- **Entries provided**

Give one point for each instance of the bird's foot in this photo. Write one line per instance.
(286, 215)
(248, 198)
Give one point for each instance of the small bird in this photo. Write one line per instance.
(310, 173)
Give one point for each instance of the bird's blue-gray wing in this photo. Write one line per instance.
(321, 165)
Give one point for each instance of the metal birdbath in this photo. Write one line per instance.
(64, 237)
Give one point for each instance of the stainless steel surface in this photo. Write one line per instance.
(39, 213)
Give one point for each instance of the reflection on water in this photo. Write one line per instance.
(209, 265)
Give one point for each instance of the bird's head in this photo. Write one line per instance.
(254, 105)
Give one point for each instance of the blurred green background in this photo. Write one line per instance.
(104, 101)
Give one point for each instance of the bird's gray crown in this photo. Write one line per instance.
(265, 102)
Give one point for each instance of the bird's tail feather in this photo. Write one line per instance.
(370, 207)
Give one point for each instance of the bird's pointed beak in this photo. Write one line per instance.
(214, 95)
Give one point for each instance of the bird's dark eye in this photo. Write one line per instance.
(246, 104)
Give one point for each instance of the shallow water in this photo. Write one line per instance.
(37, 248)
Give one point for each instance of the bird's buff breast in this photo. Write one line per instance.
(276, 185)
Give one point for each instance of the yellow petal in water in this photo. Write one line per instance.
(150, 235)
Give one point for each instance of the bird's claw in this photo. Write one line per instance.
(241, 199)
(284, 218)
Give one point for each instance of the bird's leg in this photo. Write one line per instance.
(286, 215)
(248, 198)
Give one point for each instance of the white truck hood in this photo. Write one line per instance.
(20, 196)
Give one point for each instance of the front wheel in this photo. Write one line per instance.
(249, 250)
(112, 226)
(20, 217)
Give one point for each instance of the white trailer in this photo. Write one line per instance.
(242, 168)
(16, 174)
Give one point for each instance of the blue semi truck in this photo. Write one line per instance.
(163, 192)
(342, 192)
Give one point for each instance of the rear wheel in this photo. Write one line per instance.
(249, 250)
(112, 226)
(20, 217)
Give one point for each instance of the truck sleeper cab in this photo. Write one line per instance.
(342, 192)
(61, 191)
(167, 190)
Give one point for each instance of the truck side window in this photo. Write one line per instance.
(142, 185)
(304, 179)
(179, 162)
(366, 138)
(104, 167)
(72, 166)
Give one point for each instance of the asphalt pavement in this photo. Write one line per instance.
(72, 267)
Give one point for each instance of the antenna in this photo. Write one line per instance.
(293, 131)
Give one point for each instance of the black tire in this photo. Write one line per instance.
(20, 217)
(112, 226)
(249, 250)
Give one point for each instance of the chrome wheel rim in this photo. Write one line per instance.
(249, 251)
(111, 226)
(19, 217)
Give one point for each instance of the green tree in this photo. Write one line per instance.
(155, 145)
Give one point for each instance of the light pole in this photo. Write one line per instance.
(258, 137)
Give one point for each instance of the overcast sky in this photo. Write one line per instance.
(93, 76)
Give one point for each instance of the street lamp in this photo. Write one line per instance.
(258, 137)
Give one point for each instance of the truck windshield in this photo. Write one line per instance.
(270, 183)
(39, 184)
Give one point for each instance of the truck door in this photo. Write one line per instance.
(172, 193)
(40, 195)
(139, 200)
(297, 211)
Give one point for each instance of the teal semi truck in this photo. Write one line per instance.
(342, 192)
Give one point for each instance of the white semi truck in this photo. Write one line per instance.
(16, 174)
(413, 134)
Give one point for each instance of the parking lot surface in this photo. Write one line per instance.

- **Instruction**
Rewrite all the records with "instance" changed to "occurrence" everywhere it appears, keeping everything else the same.

- **Task response**
Give one point for each occurrence of the bird's foot in this photo. Write one line per occurrence.
(286, 215)
(248, 198)
Give one point for each occurrence of the small bird in this photo. Write one line per occurrence.
(310, 173)
Give one point for each occurrence of the bird's blue-gray wing in this photo. Write one line per occurrence.
(321, 165)
Give one point for each occurrence of the metal birdbath in this photo. Write one line per occurrence.
(64, 237)
Give one point for each occurrence of the stainless steel surface in this photo. Write one line per occurrence.
(39, 213)
Give one point for each occurrence of the reflection on water in this photo. Write one line per occurrence.
(209, 265)
Give one point for each occurrence of the bird's head in this photo. Write one line per occurrence.
(254, 105)
Give one point for each occurrence of the blurred green background in this photo. Write one line per occurrence.
(104, 101)
Give one point for each occurrence of the bird's gray crown in this photo. Write one line per occurrence.
(265, 102)
Give one point for each occurrence of the bird's tail feather in this photo. Write one line per occurrence.
(370, 207)
Give one point for each occurrence of the bird's pointed beak in this photo. Write one line per occurrence.
(214, 95)
Give one point for each occurrence of the bird's dark eye in this photo. Write one line per occurrence.
(246, 104)
Give one point for each occurrence of the shallow water in this photo. Write one line per occurrence.
(37, 248)
Give one point for each occurrence of the bird's buff breast in this photo. Write one line per occurrence.
(276, 185)
Give one point for each occurrence of the yellow petal in water in this photo. Write one line per occurrence.
(150, 235)
Give one point for each occurrence of the bird's claw in this photo. Write one line per occurrence.
(241, 199)
(284, 218)
Give one point for each occurrence of the bird's leg in this photo. Write one line per occurrence.
(286, 215)
(248, 198)
Give one point for each occurrence of the white truck hood in this photo. Write one line per occurrence.
(20, 196)
Give one point for each occurrence of the front wheel in this photo. Write one line per occurrence.
(249, 250)
(112, 226)
(20, 217)
Give one point for each occurrence of the white trailer in this photo. Write one line per occurrence.
(242, 168)
(16, 174)
Give one point for each occurrence of the blue semi truck in this photo. Write one line per occurrence.
(163, 192)
(342, 192)
Give one point for each occurrence of the rear wheel in this photo. Write one line per occurrence.
(249, 250)
(112, 226)
(20, 217)
Give one point for each occurrence of the truck sleeper cab in this photo. Write one line per occurrence.
(342, 192)
(61, 191)
(167, 190)
Give one point for each occurrence of the truck side window in this photo. Write one line per occurrence.
(142, 185)
(304, 179)
(179, 162)
(366, 138)
(104, 167)
(72, 166)
Give one point for each occurrence of the asphalt pavement in this photo. Write one line per occurrence.
(72, 267)
Give one point for each occurrence of the antenna in this photo. Write one line per occurrence.
(293, 131)
Give one point for each occurrence of the black tire in this photo. Write one line per occurrence.
(20, 217)
(112, 226)
(249, 250)
Give one point for each occurrence of the chrome wheel rim in this photo. Write one line per occurrence.
(249, 251)
(111, 226)
(19, 217)
Give one point for each occurrence of the green tree in this photo. Write one line per occurrence.
(155, 145)
Give one point for each occurrence of the light pole in this photo. Write one line per occurrence.
(258, 137)
Give one point for each occurrence of the overcast sky in this photo. Write one line per occurrence.
(93, 76)
Give one point for each occurrence of the street lamp in this photo. Write one line per occurrence.
(258, 137)
Give one point for each occurrence of the truck windshield in this photo. Write one line per occurrence.
(270, 183)
(39, 184)
Give one point for each occurrence of the truck door in this photo. Write one line per occurrence.
(172, 193)
(40, 195)
(139, 200)
(297, 211)
Give one point for each occurrence of the teal semi truck in this photo. Write one line per occurrence.
(342, 192)
Give one point for each occurrence of the white semi truck in this photo. Write one line per occurrence.
(16, 174)
(413, 134)
Give one point for each occurrence of the parking lot surface in this photo. Write one line per occurrence.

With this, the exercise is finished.